──────── Data to process

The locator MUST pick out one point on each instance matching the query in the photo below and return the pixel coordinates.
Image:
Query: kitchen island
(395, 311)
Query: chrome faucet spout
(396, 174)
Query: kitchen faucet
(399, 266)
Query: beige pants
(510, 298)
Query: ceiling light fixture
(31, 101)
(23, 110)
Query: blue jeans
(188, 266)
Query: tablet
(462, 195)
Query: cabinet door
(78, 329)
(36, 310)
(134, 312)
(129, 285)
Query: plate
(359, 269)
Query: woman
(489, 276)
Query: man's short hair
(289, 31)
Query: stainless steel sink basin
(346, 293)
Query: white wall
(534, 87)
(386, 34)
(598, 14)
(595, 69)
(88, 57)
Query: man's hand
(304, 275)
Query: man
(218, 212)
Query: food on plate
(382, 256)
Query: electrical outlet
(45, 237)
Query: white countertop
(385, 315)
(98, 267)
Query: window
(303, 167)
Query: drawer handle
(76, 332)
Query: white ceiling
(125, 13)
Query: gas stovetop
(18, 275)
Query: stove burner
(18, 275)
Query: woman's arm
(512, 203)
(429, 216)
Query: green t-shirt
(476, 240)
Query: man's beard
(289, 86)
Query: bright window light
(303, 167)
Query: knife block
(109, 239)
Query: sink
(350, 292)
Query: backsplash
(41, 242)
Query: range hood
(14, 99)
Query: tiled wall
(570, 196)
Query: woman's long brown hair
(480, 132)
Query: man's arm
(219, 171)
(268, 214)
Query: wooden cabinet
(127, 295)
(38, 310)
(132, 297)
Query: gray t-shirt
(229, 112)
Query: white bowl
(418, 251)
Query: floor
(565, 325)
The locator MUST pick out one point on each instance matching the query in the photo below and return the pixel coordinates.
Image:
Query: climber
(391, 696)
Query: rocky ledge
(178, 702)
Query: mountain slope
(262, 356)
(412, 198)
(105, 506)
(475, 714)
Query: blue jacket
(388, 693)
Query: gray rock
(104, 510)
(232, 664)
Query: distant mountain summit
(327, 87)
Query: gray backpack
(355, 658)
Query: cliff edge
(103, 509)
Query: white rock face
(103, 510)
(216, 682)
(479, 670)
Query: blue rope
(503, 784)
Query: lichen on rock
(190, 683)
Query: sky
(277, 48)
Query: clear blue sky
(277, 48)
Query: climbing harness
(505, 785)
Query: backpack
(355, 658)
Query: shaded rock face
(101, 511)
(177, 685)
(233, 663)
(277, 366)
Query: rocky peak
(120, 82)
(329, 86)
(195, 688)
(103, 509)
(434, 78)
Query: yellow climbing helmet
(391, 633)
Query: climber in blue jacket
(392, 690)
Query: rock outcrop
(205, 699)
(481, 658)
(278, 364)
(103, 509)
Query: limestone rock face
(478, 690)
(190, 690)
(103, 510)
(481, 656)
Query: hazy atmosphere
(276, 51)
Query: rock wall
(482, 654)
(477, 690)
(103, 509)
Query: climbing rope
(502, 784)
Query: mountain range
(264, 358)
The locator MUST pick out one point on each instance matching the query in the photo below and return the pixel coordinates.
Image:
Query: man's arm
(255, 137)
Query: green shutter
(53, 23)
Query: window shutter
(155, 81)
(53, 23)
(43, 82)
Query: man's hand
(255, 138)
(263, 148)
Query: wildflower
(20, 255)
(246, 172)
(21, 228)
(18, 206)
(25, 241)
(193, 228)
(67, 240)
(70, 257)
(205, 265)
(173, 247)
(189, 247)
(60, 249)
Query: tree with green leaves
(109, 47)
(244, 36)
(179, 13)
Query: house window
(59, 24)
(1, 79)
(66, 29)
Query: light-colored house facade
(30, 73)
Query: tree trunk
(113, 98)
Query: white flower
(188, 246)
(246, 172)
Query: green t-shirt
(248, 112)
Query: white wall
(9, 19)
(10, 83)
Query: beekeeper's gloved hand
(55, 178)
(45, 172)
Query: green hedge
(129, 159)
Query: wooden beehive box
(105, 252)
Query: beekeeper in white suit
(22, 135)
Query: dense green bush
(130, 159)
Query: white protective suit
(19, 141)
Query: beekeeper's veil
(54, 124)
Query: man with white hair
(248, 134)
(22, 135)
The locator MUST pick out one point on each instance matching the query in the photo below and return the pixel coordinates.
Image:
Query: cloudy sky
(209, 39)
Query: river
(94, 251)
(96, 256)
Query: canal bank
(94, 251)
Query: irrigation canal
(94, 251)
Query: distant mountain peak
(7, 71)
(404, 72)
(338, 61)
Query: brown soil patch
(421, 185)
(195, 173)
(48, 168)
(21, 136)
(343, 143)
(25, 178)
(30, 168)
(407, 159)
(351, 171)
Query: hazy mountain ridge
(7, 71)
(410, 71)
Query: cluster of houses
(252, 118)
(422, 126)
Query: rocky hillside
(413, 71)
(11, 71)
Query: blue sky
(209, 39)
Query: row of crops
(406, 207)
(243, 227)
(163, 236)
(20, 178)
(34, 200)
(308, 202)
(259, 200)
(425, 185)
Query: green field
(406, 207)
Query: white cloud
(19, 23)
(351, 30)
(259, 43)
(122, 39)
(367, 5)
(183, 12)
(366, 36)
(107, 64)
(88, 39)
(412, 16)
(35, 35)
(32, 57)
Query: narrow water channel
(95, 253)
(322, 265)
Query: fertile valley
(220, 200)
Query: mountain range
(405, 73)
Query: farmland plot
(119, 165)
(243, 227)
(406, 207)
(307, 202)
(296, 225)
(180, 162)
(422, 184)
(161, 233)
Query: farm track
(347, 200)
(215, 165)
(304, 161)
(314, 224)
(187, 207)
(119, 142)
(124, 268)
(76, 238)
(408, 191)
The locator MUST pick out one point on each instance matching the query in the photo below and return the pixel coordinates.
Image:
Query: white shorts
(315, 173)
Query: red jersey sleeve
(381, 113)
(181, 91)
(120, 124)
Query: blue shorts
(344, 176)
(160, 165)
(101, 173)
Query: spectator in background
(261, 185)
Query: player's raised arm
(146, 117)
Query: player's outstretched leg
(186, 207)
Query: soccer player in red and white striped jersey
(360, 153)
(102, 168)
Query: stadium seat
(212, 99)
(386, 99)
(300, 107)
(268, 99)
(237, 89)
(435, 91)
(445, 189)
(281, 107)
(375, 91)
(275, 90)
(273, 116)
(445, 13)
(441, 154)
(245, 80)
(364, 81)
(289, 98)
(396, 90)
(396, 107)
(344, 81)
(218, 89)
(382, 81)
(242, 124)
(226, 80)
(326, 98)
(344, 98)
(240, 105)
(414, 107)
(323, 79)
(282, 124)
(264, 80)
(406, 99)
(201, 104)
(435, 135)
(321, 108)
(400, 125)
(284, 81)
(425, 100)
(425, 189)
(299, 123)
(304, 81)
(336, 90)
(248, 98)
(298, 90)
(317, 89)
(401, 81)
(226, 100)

────────────────

Required work →
Give back the whole listing, word for word.

Output for this task →
The locator MUST pick out one point on each instance matching the query in the photo below and return the pixel coordinates.
Image:
Query: kitchen island
(395, 311)
Query: chrome faucet spout
(396, 174)
Query: kitchen faucet
(399, 266)
Query: beige pants
(510, 298)
Query: ceiling light fixture
(31, 101)
(23, 110)
Query: blue jeans
(188, 266)
Query: tablet
(462, 195)
Query: cabinet door
(78, 329)
(36, 310)
(134, 312)
(129, 285)
Query: plate
(359, 269)
Query: woman
(489, 276)
Query: man's short hair
(289, 31)
Query: stainless steel sink basin
(346, 293)
Query: white wall
(534, 87)
(386, 34)
(598, 14)
(595, 69)
(88, 57)
Query: man's hand
(304, 275)
Query: man
(218, 212)
Query: food on plate
(382, 256)
Query: electrical outlet
(45, 237)
Query: white countertop
(385, 315)
(98, 267)
Query: window
(303, 167)
Query: drawer handle
(76, 332)
Query: white ceiling
(125, 13)
Query: gas stovetop
(18, 275)
Query: stove burner
(18, 275)
Query: woman's arm
(512, 203)
(429, 216)
Query: green t-shirt
(476, 240)
Query: man's beard
(289, 86)
Query: bright window light
(303, 167)
Query: knife block
(109, 239)
Query: sink
(350, 292)
Query: backsplash
(41, 242)
Query: range hood
(14, 99)
Query: tiled wall
(570, 196)
Query: woman's long brown hair
(480, 132)
Query: man's arm
(219, 171)
(268, 214)
Query: wooden cabinet
(127, 295)
(38, 310)
(132, 297)
Query: gray t-shirt
(229, 112)
Query: white bowl
(418, 251)
Query: floor
(565, 325)
The locator MUST pick out one point on each instance matching the query in the photo below and return the pixel coordinates.
Image:
Query: climber
(391, 696)
Query: rocky ledge
(178, 702)
Query: mountain slope
(262, 356)
(412, 198)
(105, 506)
(475, 714)
Query: blue jacket
(388, 693)
Query: gray rock
(104, 510)
(232, 664)
Query: distant mountain summit
(327, 87)
Query: gray backpack
(355, 658)
Query: cliff edge
(103, 509)
Query: white rock face
(103, 510)
(216, 682)
(479, 670)
Query: blue rope
(503, 784)
Query: lichen on rock
(190, 683)
Query: sky
(277, 48)
Query: clear blue sky
(277, 48)
Query: climbing harness
(505, 785)
Query: backpack
(355, 658)
Query: shaded rock face
(101, 511)
(177, 685)
(233, 663)
(277, 366)
Query: rocky peak
(120, 82)
(329, 86)
(195, 688)
(103, 509)
(434, 78)
Query: yellow climbing helmet
(391, 633)
Query: climber in blue jacket
(392, 690)
Query: rock outcrop
(205, 699)
(481, 658)
(278, 364)
(103, 509)
Query: limestone rock face
(478, 690)
(190, 690)
(103, 510)
(481, 656)
Query: hazy atmosphere
(276, 51)
Query: rock wall
(482, 654)
(477, 690)
(103, 509)
Query: climbing rope
(502, 784)
Query: mountain range
(264, 358)
The locator MUST pick out one point on each instance matching the query in the photo below and return the pixel coordinates.
Image:
Query: man's arm
(255, 137)
Query: green shutter
(53, 23)
Query: window shutter
(155, 81)
(53, 23)
(43, 82)
Query: man's hand
(255, 138)
(263, 148)
Query: wildflower
(20, 255)
(246, 172)
(21, 228)
(18, 206)
(25, 241)
(193, 228)
(67, 240)
(70, 257)
(205, 265)
(173, 247)
(189, 247)
(60, 249)
Query: tree with green leaves
(109, 47)
(244, 36)
(179, 13)
Query: house window
(59, 24)
(1, 79)
(66, 29)
Query: light-colored house facade
(30, 73)
Query: tree trunk
(113, 98)
Query: white flower
(188, 246)
(246, 172)
Query: green t-shirt
(248, 112)
Query: white wall
(9, 19)
(10, 83)
Query: beekeeper's gloved hand
(55, 178)
(45, 172)
Query: green hedge
(129, 159)
Query: wooden beehive box
(105, 252)
Query: beekeeper in white suit
(22, 135)
Query: dense green bush
(130, 159)
Query: white protective suit
(19, 141)
Query: beekeeper's veil
(54, 124)
Query: man with white hair
(248, 134)
(22, 135)
The locator MUST pick out one point on each instance matching the query in the photo below and return the pixel coordinates.
Image:
Query: cloudy sky
(209, 39)
Query: river
(94, 251)
(96, 256)
Query: canal bank
(94, 251)
Query: irrigation canal
(94, 251)
Query: distant mountain peak
(7, 71)
(404, 72)
(338, 61)
Query: brown soil patch
(421, 185)
(195, 173)
(48, 168)
(21, 136)
(343, 143)
(25, 178)
(30, 168)
(407, 159)
(351, 171)
Query: hazy mountain ridge
(7, 71)
(410, 71)
Query: cluster of houses
(252, 118)
(422, 126)
Query: rocky hillside
(413, 71)
(11, 71)
Query: blue sky
(209, 39)
Query: row of crops
(406, 207)
(243, 227)
(163, 236)
(20, 178)
(34, 200)
(308, 202)
(259, 200)
(425, 185)
Query: green field
(406, 207)
Query: white cloud
(19, 23)
(351, 30)
(259, 43)
(122, 39)
(367, 5)
(183, 12)
(366, 36)
(107, 64)
(88, 39)
(412, 16)
(35, 35)
(32, 57)
Query: narrow water channel
(95, 253)
(322, 265)
Query: fertile valley
(220, 200)
Query: mountain range
(405, 73)
Query: farmland plot
(119, 165)
(243, 227)
(406, 207)
(307, 202)
(296, 225)
(180, 162)
(422, 184)
(161, 233)
Query: farm track
(347, 200)
(215, 165)
(304, 161)
(314, 224)
(187, 207)
(119, 142)
(124, 268)
(76, 238)
(408, 191)
The locator MUST pick out one point on each instance matching the query in the photo below and return the pixel coordinates.
Image:
Query: white shorts
(315, 173)
Query: red jersey sleeve
(381, 113)
(181, 91)
(120, 124)
Query: blue shorts
(344, 176)
(160, 165)
(101, 173)
Query: spectator in background
(261, 185)
Query: player's raised arm
(146, 117)
Query: player's outstretched leg
(186, 207)
Query: soccer player in red and white striped jersey
(360, 153)
(102, 168)
Query: stadium seat
(212, 99)
(386, 99)
(300, 107)
(268, 99)
(237, 89)
(435, 91)
(445, 189)
(281, 107)
(375, 91)
(275, 90)
(273, 116)
(445, 13)
(441, 154)
(245, 80)
(364, 81)
(289, 98)
(396, 90)
(396, 107)
(344, 81)
(218, 89)
(382, 81)
(242, 124)
(226, 80)
(326, 98)
(344, 98)
(240, 105)
(414, 107)
(323, 79)
(282, 124)
(264, 80)
(406, 99)
(201, 104)
(435, 135)
(321, 108)
(400, 125)
(284, 81)
(425, 100)
(425, 189)
(299, 123)
(304, 81)
(336, 90)
(248, 98)
(298, 90)
(317, 89)
(401, 81)
(226, 100)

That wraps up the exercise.